=== MATERIAL TO PROCESS ===

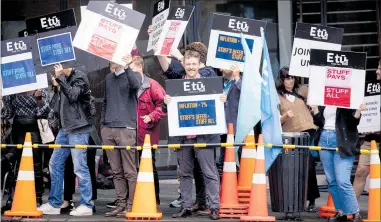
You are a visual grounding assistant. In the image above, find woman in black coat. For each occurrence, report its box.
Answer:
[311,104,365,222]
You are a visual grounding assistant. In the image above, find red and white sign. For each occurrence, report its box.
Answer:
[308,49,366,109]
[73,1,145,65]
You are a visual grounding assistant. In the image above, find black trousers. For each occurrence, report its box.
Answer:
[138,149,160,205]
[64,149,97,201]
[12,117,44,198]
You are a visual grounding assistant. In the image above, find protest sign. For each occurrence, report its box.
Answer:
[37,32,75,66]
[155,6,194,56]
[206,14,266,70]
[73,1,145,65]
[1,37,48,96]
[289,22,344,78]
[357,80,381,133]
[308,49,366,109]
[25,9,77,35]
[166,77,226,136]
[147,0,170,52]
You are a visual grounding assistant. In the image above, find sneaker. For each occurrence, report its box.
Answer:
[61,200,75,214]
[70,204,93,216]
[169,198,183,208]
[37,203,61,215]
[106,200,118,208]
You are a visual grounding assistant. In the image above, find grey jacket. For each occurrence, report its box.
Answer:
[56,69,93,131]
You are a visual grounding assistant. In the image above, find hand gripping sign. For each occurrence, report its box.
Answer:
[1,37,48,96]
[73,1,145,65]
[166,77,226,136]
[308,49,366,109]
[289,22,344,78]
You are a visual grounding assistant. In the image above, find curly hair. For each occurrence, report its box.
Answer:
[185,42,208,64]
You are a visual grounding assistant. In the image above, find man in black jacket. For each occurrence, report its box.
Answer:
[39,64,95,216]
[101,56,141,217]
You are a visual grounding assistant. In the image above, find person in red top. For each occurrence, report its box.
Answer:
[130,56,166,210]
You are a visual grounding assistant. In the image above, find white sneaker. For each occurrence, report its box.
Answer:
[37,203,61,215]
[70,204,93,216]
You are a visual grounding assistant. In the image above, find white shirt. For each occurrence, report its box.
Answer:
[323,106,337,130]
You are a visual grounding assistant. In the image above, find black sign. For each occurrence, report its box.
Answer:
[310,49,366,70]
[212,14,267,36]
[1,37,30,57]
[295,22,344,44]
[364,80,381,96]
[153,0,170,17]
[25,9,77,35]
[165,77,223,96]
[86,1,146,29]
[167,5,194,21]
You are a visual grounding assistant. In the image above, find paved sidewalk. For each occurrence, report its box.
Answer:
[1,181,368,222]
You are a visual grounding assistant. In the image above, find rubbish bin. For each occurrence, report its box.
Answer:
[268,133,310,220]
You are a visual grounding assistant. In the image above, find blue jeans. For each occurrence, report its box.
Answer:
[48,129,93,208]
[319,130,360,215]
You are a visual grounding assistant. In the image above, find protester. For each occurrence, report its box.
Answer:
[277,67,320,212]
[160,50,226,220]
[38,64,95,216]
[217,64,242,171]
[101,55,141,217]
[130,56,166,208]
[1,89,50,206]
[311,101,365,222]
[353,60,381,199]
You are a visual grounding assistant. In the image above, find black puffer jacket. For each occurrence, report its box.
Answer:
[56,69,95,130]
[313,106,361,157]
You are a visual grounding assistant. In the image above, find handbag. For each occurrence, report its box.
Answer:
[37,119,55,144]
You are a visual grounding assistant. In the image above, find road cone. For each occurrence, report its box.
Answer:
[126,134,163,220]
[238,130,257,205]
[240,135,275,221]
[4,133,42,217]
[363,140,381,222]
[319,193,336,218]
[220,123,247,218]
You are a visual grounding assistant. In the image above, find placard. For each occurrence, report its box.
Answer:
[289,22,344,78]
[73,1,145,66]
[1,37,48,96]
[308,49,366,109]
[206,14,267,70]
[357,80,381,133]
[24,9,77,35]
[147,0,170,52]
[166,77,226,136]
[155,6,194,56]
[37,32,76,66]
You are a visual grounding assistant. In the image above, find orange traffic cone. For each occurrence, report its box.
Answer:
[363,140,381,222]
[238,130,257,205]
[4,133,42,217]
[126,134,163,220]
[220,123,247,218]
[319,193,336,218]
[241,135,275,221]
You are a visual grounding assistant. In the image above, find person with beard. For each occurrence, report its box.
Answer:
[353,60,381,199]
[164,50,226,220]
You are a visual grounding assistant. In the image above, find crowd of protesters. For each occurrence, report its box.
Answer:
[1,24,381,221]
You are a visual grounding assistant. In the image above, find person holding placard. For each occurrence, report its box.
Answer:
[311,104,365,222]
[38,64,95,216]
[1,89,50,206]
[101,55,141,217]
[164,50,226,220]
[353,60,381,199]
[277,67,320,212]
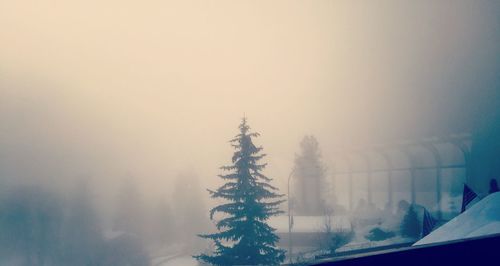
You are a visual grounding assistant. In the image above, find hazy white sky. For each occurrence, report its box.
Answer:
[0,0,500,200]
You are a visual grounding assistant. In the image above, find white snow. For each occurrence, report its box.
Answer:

===

◆ SHORT TASK ◆
Please convert the listing above into a Markdown table with the columns Row and Line, giving each line of the listing its own numbered row. Skip blank lines and leave out the pictures.

◆ THE OUTPUT ◆
| Row | Line |
|---|---|
| 1 | You are a visual grounding assistant. In the image above, find woman in black coat. For each occurrence, report its box. |
| 2 | Answer: |
| 3 | [311,104,365,222] |
| 4 | You are a visual grounding assistant. In the image above, find red and white sign. For each occurrence, report its box. |
| 5 | Answer: |
| 6 | [308,49,366,109] |
| 7 | [73,1,145,65] |
| 8 | You are a visual grounding assistant. In the image above, find black trousers. For each occurrence, report its box. |
| 9 | Answer: |
| 10 | [138,149,160,205] |
| 11 | [64,149,97,201] |
| 12 | [12,117,44,198] |
| 13 | You are a visual grounding assistant. In the image above, find protest sign. For each occurrence, report its box. |
| 14 | Answer: |
| 15 | [37,32,75,66] |
| 16 | [155,6,194,56] |
| 17 | [206,14,266,70] |
| 18 | [73,1,145,65] |
| 19 | [1,37,48,96] |
| 20 | [289,22,344,78] |
| 21 | [357,80,381,133] |
| 22 | [308,49,366,109] |
| 23 | [25,9,77,35] |
| 24 | [166,77,226,136] |
| 25 | [147,0,170,52] |
| 26 | You are a visual grounding assistant. In the image above, find sneaker. For each occurrence, report its box. |
| 27 | Answer: |
| 28 | [61,200,75,214] |
| 29 | [70,204,93,216] |
| 30 | [169,198,183,208] |
| 31 | [37,203,61,215] |
| 32 | [106,200,118,208] |
| 33 | You are a visual grounding assistant. In the image above, find grey jacket. For each occurrence, report its box. |
| 34 | Answer: |
| 35 | [56,69,93,131] |
| 36 | You are a visual grounding assistant. In the image above, find hand gripping sign. For each occurrence, report its box. |
| 37 | Answer: |
| 38 | [1,37,48,96] |
| 39 | [73,1,145,65] |
| 40 | [166,77,226,136] |
| 41 | [308,49,366,109] |
| 42 | [289,22,344,78] |
| 43 | You are a visual grounding assistant. In the image above, find curly hair. For each occurrence, report its box. |
| 44 | Answer: |
| 45 | [185,42,208,64] |
| 46 | You are a visual grounding assistant. In the image above, find man in black jacket. For each occurrence, report its box. |
| 47 | Answer: |
| 48 | [39,64,95,216] |
| 49 | [101,56,141,217] |
| 50 | You are a visual grounding assistant. In the image above, find person in red top. For each occurrence, report its box. |
| 51 | Answer: |
| 52 | [130,56,166,210] |
| 53 | You are a visual grounding assistant. In the image above, find white sneaker. For each occurrence, report its box. |
| 54 | Answer: |
| 55 | [37,203,61,215] |
| 56 | [70,204,93,216] |
| 57 | You are a visual grounding assistant. In the image above, find white shirt. For each occurrence, report its box. |
| 58 | Answer: |
| 59 | [323,106,337,130] |
| 60 | You are a visual grounding assistant. In the image above, find black sign. For each occurrence, report its box. |
| 61 | Answer: |
| 62 | [310,49,366,70] |
| 63 | [212,14,267,36] |
| 64 | [1,37,30,57] |
| 65 | [295,22,344,44] |
| 66 | [364,80,381,96] |
| 67 | [153,0,170,17] |
| 68 | [25,9,77,35] |
| 69 | [165,77,223,96] |
| 70 | [86,1,146,29] |
| 71 | [167,5,194,21] |
| 72 | You are a visual grounding assistant. In the image above, find paved sidewalk. For each occurrence, report its box. |
| 73 | Answer: |
| 74 | [1,181,368,222] |
| 75 | You are a visual grounding assistant. In the image above, find rubbish bin. For each occurrence, report its box. |
| 76 | Answer: |
| 77 | [268,133,310,220] |
| 78 | You are a visual grounding assistant. In the image above, find blue jeans. For each occurrence, report its box. |
| 79 | Answer: |
| 80 | [48,129,93,208] |
| 81 | [319,130,360,215] |
| 82 | You are a visual grounding assistant. In the image above, find protester. For each occurrence, report its box. |
| 83 | Answer: |
| 84 | [277,67,320,212] |
| 85 | [160,50,226,220] |
| 86 | [38,64,95,216] |
| 87 | [217,64,242,171] |
| 88 | [101,55,141,217] |
| 89 | [130,56,166,208] |
| 90 | [1,89,50,206] |
| 91 | [311,101,365,222] |
| 92 | [353,60,381,199] |
| 93 | You are a visual grounding assistant. In the image above, find black puffer jacket. For each occurrence, report its box. |
| 94 | Answer: |
| 95 | [56,69,95,130] |
| 96 | [313,106,361,157] |
| 97 | You are a visual grounding assistant. In the image above, find handbag. For each occurrence, report its box. |
| 98 | Answer: |
| 99 | [37,119,55,144] |
| 100 | You are a visual grounding assistant. In the image above, find road cone. For each occurrence, report its box. |
| 101 | Answer: |
| 102 | [126,134,163,220] |
| 103 | [238,130,257,205] |
| 104 | [240,135,275,221] |
| 105 | [4,133,42,217] |
| 106 | [363,140,381,222] |
| 107 | [319,193,336,218] |
| 108 | [220,123,247,218] |
| 109 | You are a visual grounding assistant. In the image above, find placard. For each occurrence, report its box. |
| 110 | Answer: |
| 111 | [289,22,344,78] |
| 112 | [73,1,145,66] |
| 113 | [1,37,48,96] |
| 114 | [308,49,366,109] |
| 115 | [206,14,267,70] |
| 116 | [357,80,381,133] |
| 117 | [24,9,77,35] |
| 118 | [147,0,170,52] |
| 119 | [166,77,226,136] |
| 120 | [155,6,194,56] |
| 121 | [37,32,76,66] |
| 122 | You are a visual grounding assistant. In the image above, find orange traffic cone. For each occurrence, report its box. |
| 123 | Answer: |
| 124 | [363,140,381,222] |
| 125 | [238,130,257,205] |
| 126 | [4,133,42,217] |
| 127 | [126,134,163,220] |
| 128 | [220,123,247,218] |
| 129 | [319,193,336,218] |
| 130 | [241,135,275,221] |
| 131 | You are a visual grounding assistant. In the image above, find person with beard. For each occurrence, report its box. |
| 132 | Answer: |
| 133 | [353,60,381,199] |
| 134 | [164,50,226,220] |
| 135 | You are a visual grounding assistant. In the image above, find crowd of protesters. For each occurrence, report its box. |
| 136 | Answer: |
| 137 | [1,24,381,221] |
| 138 | You are a visual grounding assistant. In the image above, find person holding placard. For each occurrence, report its box. |
| 139 | Answer: |
| 140 | [311,104,365,222] |
| 141 | [38,64,95,216] |
| 142 | [1,89,50,206] |
| 143 | [101,55,141,217] |
| 144 | [164,50,226,220] |
| 145 | [353,60,381,199] |
| 146 | [277,67,320,212] |
| 147 | You are a visual grounding assistant. In the image above, find hazy white sky. For each occurrence, report its box. |
| 148 | Answer: |
| 149 | [0,0,500,200] |
| 150 | You are a visual grounding assistant. In the image above, find white snow. For each occurrence, report its box. |
| 151 | Answer: |